* _Text extract_

In addition, the record establishes that appellants first requested a variance from the impervious-surface-coverage limitations two days before their building permit was issued.  That request was denied.  A representative of appellants' contractor testified before the board that he was aware the county did not consider pervious pavers as exempt from the impervious-surface-coverage limitations, and appellants' landscaper testified that, by oversight, the landscape calculations were performed without the impervious-surface calculations.  Thus, the evidence supports the board's finding that appellants had notice of the impervious-surface-coverage limitations before and throughout their construction process. 

Appellants also argue that granting a variance under the undue-hardship standard requires only that the landowners desire to use their property in a reasonable manner prohibited by ordinance, citing Nolan v. City of Eden Prairie, 610 N.W.2d 697, 701 (Minn. App. 2000).  But Nolan involved the factually-distinguishable situation in which a city had previously granted the landowners' other variances, and the most recent variance brought the property closer to compliance with conditions allowed by official controls.  Id.at 70102.  And, even if appellants were mistaken in their interpretation of the ordinance, that belief would not constitute a hardship "because a property owner's beliefs are not circumstances unique to the property."  Graham, 601 N.W.2d at 468.

[Pointing and labeling listing]
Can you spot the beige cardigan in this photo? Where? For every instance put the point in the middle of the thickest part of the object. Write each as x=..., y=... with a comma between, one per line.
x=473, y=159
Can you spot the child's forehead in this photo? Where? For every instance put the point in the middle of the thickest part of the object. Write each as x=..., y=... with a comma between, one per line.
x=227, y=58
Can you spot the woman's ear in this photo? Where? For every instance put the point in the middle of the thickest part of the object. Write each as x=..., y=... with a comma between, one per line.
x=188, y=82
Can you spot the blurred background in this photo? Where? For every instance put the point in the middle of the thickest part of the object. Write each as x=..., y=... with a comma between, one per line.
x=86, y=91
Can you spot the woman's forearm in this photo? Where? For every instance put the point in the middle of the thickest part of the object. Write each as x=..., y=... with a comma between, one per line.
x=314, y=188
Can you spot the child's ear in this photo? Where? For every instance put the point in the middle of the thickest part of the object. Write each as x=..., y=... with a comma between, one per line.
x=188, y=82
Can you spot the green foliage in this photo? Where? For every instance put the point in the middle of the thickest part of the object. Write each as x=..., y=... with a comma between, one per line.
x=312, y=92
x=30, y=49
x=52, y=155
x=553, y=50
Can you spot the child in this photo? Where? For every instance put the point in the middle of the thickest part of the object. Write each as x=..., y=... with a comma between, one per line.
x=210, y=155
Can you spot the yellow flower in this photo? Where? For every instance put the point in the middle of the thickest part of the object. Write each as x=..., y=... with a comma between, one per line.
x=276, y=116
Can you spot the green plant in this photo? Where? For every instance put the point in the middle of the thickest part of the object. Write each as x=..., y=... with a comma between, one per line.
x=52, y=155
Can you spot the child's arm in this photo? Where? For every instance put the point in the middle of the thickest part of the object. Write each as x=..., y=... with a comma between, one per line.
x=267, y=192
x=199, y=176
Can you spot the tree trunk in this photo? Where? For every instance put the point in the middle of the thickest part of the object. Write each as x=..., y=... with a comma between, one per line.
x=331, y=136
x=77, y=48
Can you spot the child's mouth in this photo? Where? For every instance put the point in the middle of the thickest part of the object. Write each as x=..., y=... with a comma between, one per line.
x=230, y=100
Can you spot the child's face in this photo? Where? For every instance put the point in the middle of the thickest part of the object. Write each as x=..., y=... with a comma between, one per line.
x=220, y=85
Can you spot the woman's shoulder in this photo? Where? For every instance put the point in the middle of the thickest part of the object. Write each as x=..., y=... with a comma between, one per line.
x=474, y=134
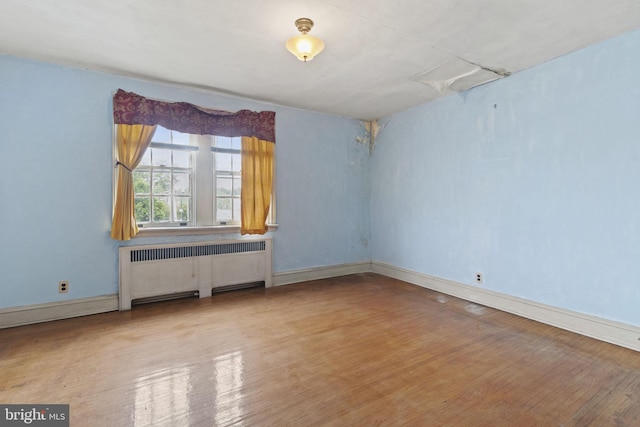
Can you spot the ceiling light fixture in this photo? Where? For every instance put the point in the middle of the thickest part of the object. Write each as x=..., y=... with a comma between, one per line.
x=304, y=46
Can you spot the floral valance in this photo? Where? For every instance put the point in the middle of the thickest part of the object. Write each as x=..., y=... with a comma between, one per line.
x=132, y=109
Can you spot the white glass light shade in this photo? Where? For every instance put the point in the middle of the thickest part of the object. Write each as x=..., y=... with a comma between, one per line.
x=305, y=47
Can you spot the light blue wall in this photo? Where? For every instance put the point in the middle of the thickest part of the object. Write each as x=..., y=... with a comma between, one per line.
x=56, y=182
x=533, y=180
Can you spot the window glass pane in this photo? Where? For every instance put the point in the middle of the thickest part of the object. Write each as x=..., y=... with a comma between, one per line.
x=183, y=209
x=236, y=209
x=161, y=182
x=236, y=186
x=146, y=159
x=161, y=209
x=223, y=209
x=141, y=182
x=181, y=183
x=223, y=161
x=223, y=142
x=236, y=162
x=180, y=138
x=160, y=157
x=162, y=135
x=142, y=209
x=223, y=186
x=181, y=159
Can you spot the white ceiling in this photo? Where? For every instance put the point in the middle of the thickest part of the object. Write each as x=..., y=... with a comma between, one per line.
x=380, y=56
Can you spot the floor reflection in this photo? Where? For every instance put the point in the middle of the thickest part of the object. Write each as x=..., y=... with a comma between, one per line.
x=161, y=398
x=228, y=374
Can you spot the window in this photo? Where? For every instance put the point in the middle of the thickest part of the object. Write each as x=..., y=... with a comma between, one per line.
x=188, y=180
x=163, y=181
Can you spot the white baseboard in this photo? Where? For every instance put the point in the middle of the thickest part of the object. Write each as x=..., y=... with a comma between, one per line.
x=25, y=315
x=316, y=273
x=595, y=327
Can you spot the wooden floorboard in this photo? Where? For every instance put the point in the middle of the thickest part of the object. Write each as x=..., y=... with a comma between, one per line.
x=359, y=350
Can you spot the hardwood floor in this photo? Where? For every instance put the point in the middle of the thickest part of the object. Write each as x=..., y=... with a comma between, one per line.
x=359, y=350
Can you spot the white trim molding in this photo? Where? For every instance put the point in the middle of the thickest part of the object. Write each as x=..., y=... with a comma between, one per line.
x=595, y=327
x=317, y=273
x=36, y=313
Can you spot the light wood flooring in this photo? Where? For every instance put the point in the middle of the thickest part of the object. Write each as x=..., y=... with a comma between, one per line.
x=359, y=350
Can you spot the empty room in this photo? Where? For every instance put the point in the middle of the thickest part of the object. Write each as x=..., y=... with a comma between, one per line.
x=292, y=213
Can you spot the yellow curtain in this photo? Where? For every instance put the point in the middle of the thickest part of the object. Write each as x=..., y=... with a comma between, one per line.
x=257, y=181
x=133, y=141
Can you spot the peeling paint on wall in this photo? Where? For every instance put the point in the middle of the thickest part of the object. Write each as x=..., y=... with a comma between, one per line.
x=371, y=130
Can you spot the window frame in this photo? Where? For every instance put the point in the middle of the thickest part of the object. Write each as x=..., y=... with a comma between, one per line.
x=197, y=225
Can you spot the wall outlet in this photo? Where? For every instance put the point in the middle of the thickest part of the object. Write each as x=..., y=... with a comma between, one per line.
x=63, y=287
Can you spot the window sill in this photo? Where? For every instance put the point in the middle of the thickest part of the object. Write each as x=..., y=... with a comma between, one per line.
x=193, y=231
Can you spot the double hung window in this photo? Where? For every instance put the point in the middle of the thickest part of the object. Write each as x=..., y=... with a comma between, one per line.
x=186, y=180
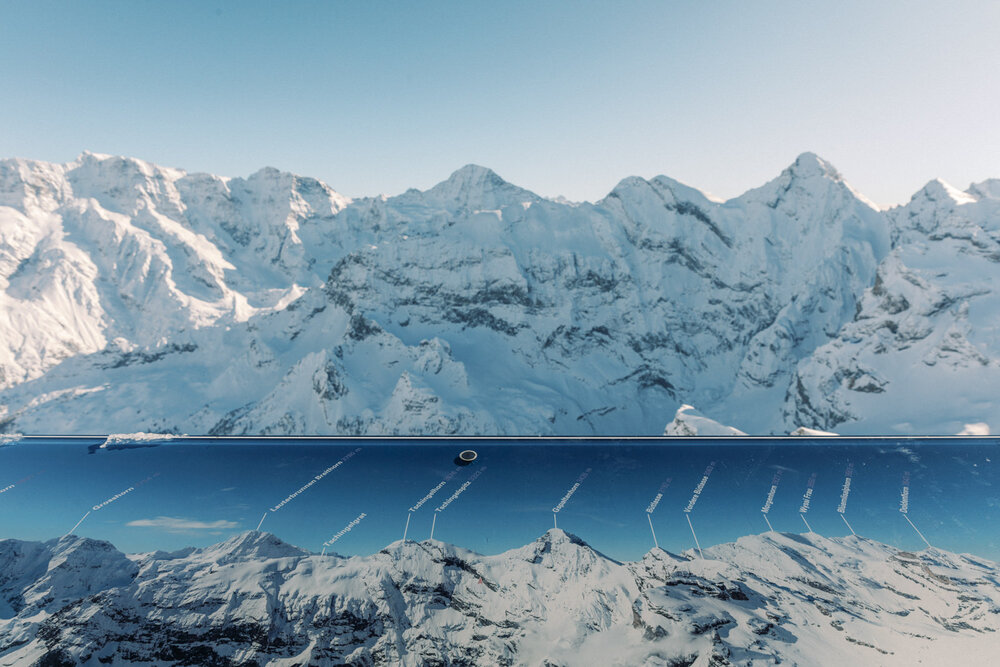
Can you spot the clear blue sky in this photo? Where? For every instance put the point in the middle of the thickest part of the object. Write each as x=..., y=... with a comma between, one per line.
x=558, y=97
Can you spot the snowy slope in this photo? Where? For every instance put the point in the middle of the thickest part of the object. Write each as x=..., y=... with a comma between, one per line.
x=137, y=298
x=764, y=599
x=922, y=353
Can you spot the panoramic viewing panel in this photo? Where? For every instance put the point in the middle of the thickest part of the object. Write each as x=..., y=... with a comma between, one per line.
x=151, y=550
x=150, y=495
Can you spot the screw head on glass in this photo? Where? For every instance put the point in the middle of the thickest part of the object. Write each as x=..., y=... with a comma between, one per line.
x=466, y=457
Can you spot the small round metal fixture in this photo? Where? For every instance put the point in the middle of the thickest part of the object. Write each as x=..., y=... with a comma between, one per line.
x=466, y=457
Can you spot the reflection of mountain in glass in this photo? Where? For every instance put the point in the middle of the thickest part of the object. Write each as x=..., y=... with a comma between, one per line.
x=764, y=599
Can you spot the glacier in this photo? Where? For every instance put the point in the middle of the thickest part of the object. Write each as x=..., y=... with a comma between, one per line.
x=140, y=298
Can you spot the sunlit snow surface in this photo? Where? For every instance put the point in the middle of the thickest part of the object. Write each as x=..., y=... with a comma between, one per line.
x=498, y=584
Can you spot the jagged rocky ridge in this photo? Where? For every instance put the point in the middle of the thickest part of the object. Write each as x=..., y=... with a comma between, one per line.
x=141, y=298
x=254, y=600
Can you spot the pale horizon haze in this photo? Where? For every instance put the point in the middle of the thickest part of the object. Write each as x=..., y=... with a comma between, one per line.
x=565, y=98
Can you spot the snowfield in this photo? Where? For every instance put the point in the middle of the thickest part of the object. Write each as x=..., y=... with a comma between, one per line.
x=138, y=298
x=253, y=600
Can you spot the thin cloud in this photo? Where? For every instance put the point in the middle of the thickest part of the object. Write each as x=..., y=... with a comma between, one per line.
x=178, y=525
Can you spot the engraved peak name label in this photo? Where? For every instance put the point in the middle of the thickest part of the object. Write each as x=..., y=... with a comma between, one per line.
x=904, y=500
x=807, y=496
x=314, y=480
x=460, y=489
x=122, y=493
x=572, y=490
x=346, y=529
x=845, y=490
x=770, y=494
x=659, y=496
x=701, y=487
x=430, y=494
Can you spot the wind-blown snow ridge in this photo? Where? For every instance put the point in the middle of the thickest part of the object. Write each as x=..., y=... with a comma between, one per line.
x=138, y=298
x=764, y=599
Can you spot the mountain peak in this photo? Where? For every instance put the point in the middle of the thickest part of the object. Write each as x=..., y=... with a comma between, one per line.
x=254, y=545
x=938, y=190
x=474, y=186
x=810, y=165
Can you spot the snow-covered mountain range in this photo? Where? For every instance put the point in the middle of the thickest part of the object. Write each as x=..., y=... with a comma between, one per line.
x=254, y=600
x=140, y=298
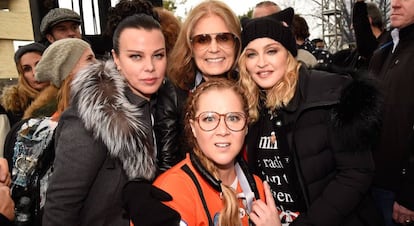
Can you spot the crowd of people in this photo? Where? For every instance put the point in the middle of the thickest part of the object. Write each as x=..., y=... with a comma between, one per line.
x=247, y=122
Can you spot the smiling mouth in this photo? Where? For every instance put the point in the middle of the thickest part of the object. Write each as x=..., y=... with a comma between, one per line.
x=264, y=73
x=215, y=60
x=222, y=145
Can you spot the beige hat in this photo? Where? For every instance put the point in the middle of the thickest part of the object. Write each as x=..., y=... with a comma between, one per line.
x=59, y=59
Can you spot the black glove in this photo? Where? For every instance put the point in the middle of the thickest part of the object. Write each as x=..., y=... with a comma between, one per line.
x=143, y=201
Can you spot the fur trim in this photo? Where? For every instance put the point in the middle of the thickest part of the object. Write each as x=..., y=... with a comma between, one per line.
x=357, y=118
x=98, y=94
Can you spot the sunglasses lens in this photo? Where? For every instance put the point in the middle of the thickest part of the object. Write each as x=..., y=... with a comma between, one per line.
x=225, y=39
x=202, y=41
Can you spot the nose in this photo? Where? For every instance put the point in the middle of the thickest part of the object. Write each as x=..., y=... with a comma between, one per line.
x=261, y=62
x=213, y=45
x=222, y=127
x=149, y=65
x=395, y=3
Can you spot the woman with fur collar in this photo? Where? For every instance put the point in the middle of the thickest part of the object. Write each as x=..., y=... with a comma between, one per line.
x=312, y=133
x=105, y=138
x=29, y=144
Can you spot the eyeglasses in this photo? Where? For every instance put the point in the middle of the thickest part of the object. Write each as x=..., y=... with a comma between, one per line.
x=209, y=120
x=202, y=41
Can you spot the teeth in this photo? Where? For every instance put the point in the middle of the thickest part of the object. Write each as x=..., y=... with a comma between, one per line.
x=264, y=73
x=215, y=60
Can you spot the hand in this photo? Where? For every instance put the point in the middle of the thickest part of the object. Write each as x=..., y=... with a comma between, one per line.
x=5, y=178
x=143, y=201
x=402, y=215
x=265, y=213
x=6, y=203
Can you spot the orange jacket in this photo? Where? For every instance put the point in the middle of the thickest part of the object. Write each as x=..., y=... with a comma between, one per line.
x=186, y=199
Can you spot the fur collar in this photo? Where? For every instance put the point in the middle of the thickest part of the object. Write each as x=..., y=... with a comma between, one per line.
x=98, y=94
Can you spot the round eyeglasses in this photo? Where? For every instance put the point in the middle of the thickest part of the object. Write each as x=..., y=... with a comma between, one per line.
x=203, y=41
x=209, y=120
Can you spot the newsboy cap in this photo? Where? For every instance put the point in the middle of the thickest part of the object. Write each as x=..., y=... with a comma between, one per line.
x=57, y=15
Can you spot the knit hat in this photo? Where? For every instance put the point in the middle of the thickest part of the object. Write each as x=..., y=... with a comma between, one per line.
x=57, y=15
x=156, y=3
x=270, y=27
x=59, y=59
x=32, y=47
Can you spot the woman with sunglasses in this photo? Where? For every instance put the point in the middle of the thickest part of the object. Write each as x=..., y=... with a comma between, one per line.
x=212, y=185
x=207, y=46
x=312, y=134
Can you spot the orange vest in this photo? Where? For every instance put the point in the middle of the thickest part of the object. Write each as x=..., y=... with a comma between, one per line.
x=186, y=199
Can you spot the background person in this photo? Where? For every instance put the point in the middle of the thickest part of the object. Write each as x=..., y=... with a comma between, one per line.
x=17, y=98
x=60, y=23
x=265, y=8
x=393, y=155
x=6, y=202
x=29, y=145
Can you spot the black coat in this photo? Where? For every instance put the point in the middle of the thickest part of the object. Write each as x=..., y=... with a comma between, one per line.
x=394, y=155
x=332, y=121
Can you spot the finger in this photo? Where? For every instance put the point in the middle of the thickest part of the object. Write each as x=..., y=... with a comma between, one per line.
x=5, y=190
x=4, y=170
x=270, y=201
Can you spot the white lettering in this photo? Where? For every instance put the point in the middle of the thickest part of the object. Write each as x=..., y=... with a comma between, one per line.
x=265, y=143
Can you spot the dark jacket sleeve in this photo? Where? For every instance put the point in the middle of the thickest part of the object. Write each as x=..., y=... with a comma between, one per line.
x=4, y=221
x=77, y=162
x=365, y=39
x=167, y=126
x=405, y=196
x=355, y=127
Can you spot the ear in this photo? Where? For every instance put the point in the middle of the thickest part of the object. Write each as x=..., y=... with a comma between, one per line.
x=50, y=38
x=116, y=59
x=192, y=124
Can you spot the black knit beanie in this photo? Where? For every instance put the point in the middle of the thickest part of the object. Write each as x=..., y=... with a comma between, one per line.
x=156, y=3
x=32, y=47
x=269, y=27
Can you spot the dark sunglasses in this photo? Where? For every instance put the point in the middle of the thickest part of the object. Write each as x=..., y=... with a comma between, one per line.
x=202, y=41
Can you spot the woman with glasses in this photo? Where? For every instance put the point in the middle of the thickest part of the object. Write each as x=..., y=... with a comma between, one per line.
x=312, y=134
x=207, y=46
x=212, y=185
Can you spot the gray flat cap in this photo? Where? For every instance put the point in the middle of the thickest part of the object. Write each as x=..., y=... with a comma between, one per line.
x=55, y=16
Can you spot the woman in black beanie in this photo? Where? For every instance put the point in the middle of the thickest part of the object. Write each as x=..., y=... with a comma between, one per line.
x=312, y=132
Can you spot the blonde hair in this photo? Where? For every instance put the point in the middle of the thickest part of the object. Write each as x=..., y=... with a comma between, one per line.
x=63, y=95
x=183, y=72
x=276, y=97
x=230, y=213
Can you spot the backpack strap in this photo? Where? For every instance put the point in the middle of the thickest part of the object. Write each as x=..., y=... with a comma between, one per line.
x=188, y=171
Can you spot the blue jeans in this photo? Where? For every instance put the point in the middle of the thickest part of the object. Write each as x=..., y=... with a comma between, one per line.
x=384, y=200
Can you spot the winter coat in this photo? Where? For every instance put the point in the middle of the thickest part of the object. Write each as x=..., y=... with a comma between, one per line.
x=4, y=128
x=187, y=199
x=103, y=140
x=330, y=124
x=394, y=155
x=169, y=124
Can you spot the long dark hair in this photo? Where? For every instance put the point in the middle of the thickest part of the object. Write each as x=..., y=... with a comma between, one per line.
x=138, y=21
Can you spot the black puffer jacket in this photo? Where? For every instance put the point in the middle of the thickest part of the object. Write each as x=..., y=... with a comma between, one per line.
x=332, y=122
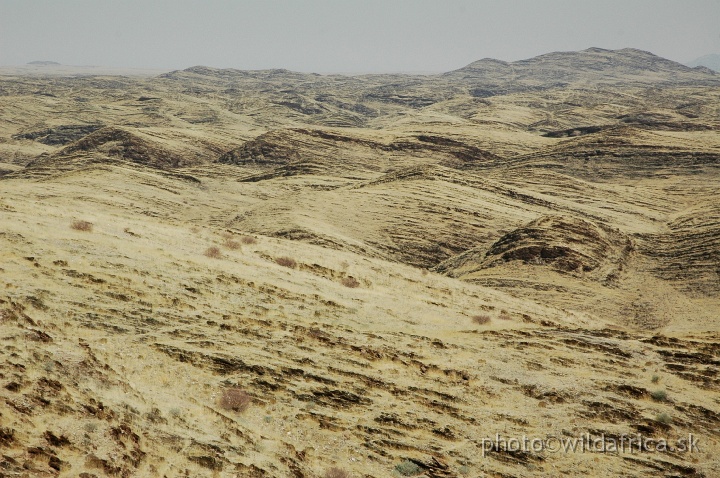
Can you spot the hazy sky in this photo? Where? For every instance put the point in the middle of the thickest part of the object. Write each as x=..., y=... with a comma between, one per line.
x=344, y=36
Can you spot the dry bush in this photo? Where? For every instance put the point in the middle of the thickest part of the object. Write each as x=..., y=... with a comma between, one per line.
x=336, y=472
x=350, y=282
x=504, y=315
x=213, y=252
x=235, y=399
x=231, y=244
x=82, y=226
x=481, y=319
x=286, y=262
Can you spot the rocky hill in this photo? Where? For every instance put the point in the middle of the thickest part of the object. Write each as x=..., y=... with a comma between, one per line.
x=215, y=272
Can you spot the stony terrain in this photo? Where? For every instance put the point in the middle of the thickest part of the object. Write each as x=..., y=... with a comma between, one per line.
x=390, y=268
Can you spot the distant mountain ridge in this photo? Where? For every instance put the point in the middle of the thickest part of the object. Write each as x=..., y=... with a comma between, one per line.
x=711, y=61
x=490, y=77
x=593, y=64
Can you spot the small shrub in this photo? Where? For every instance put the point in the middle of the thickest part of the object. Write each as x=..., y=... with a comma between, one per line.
x=336, y=472
x=408, y=468
x=286, y=262
x=84, y=226
x=481, y=319
x=235, y=399
x=659, y=395
x=213, y=252
x=664, y=418
x=231, y=244
x=350, y=282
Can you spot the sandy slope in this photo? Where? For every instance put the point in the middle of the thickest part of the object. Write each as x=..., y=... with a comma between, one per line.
x=579, y=217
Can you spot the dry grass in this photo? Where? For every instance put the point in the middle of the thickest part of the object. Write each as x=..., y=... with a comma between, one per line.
x=232, y=244
x=336, y=472
x=235, y=399
x=286, y=262
x=213, y=252
x=481, y=319
x=84, y=226
x=350, y=282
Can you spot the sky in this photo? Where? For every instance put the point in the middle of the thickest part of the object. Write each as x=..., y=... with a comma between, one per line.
x=345, y=36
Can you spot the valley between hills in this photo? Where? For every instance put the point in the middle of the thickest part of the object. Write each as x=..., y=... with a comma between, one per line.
x=384, y=270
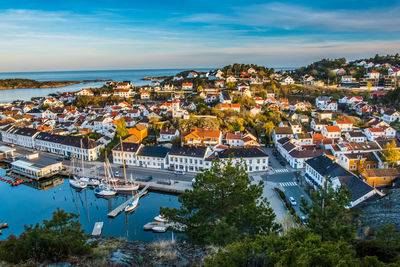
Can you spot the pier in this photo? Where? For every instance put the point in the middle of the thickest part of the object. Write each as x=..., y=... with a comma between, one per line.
x=114, y=213
x=98, y=227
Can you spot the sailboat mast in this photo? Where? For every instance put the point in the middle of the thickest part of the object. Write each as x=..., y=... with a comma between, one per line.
x=123, y=160
x=83, y=170
x=106, y=167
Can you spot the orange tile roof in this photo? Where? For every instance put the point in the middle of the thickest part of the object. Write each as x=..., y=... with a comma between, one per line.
x=332, y=129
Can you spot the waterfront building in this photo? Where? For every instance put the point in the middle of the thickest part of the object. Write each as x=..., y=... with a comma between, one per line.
x=35, y=167
x=322, y=169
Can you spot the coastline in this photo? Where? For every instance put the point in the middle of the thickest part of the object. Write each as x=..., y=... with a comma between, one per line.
x=52, y=84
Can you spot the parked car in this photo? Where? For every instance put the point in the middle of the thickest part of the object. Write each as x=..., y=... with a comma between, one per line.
x=292, y=201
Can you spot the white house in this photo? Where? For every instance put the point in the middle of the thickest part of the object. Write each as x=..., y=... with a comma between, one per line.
x=331, y=132
x=287, y=80
x=322, y=169
x=166, y=135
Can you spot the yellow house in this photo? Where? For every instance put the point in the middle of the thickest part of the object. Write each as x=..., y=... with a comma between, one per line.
x=380, y=177
x=137, y=134
x=357, y=162
x=203, y=137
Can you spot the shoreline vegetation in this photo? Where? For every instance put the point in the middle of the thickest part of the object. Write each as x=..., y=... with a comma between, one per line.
x=7, y=84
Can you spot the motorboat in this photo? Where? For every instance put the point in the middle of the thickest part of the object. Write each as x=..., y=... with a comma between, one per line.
x=160, y=218
x=129, y=187
x=104, y=192
x=90, y=181
x=133, y=205
x=77, y=184
x=159, y=229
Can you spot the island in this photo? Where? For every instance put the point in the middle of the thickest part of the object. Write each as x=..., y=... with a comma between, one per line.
x=27, y=83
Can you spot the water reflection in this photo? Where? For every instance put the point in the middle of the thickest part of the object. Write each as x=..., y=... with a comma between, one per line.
x=31, y=203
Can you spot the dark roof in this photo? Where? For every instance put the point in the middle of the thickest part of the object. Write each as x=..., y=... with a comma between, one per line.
x=153, y=151
x=225, y=95
x=190, y=151
x=311, y=153
x=283, y=130
x=356, y=134
x=127, y=147
x=79, y=141
x=242, y=152
x=54, y=138
x=34, y=110
x=26, y=131
x=330, y=169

* _Requests_
• A. Name each distinct hyphenated term in the variance appeal text, listing each only once.
• B. Using the variance appeal text, decide whether each statement agrees with it. Answer yes or no for each and quote the words that decide it.
(i) Appellants first asked for a variance two days after their building permit was issued.
(ii) Appellants' landscaper testified that the landscape calculations had been done without the impervious-surface calculations through an oversight.
(iii) In Nolan, the city had earlier refused the landowners' other variances.
• C. Write the next part of the variance appeal text, beginning after its last sentence.

* _Answers for the exercise_
• A. impervious-surface-coverage, impervious-surface, undue-hardship, factually-distinguishable

• B.
(i) No: "two days before their building permit was issued"
(ii) Yes: "by oversight, the landscape calculations were performed without the impervious-surface calculations"
(iii) No: "a city had previously granted the landowners' other variances"

• C.
Appellants also contend that, because the variance request was for an area rather than a use variance, the board erred in not applying "practical difficulty" as an alternate standard for granting the variance.  Minnesota courts have drawn a distinction between use variances and area variances.  Kismet, 617 N.W.2d at 90.  Use variances allow a use of the property prohibited under a zoning ordinance; area variances control density, height, setback and other requirements for uses permitted by the ordinance.  Id.  Minnesota precedent suggests that practical difficulty may provide a separate basis for granting an area variance.  See Merriam Park Cmty. Council, Inc. v. McDonough, 297 Minn. 285, 29192, 210 N.W.2d 416, 420 (1973) (applying the practical-difficulties standard in affirming the grant of a variance from area, setback, and density requirements), overruled on other grounds by Nw. Coll. v. City of Arden Hills, 281 N.W.2d 865 (Minn. 1979); see generally, Kismet, 617 N.W.2d at 9192 (interpreting, in dicta, practical difficulty as the standard intended to apply to area variances).  But case law from other jurisdictions indicates that the practical-difficulties standard, as well as the undue-hardship standard, must refer to characteristics of the land in question, rather than conditions personal to the owner of the land.  See Ogawa v. City of Des Peres, 745 S.W.2d 238, 24243 (Mo. Ct. App. 1987) (stating that the practical-difficulty or undue-hardship standard "does not refer to conditions personal to the owner of the land in question but rather refers to the conditions especially affecting the lot in question"); Ivancovich v. City of Tucson Bd. of Adjustment, 529 P.2d 242, 249 (Ariz. Ct. App. 1974) (rejecting the financial considerations of a landowner as the sole factor in applying the undue-hardship or practical-difficulties standard in an area variance case).  The prior conforming use of appellants' lot in a residential-shoreland district shows that the characteristics of the land did not demonstrate practical difficulty in complying with the applicable zoning ordinance.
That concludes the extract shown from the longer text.